#### GOAL OF THE EXERCISE
Write out every record again, exactly.

(Saved data entries)
>>>>>
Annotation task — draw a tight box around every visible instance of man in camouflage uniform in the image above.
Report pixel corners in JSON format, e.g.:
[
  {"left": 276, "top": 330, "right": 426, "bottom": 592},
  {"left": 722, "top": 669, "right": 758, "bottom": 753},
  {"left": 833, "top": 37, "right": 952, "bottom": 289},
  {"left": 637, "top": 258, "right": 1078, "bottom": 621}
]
<<<<<
#### ANSWER SECTION
Annotation task — draw a tight box around every visible instance of man in camouflage uniform in the image above.
Report pixel corners in JSON format, e.g.:
[
  {"left": 276, "top": 330, "right": 426, "bottom": 592},
  {"left": 722, "top": 669, "right": 758, "bottom": 753},
  {"left": 833, "top": 37, "right": 952, "bottom": 289},
  {"left": 637, "top": 258, "right": 1078, "bottom": 621}
]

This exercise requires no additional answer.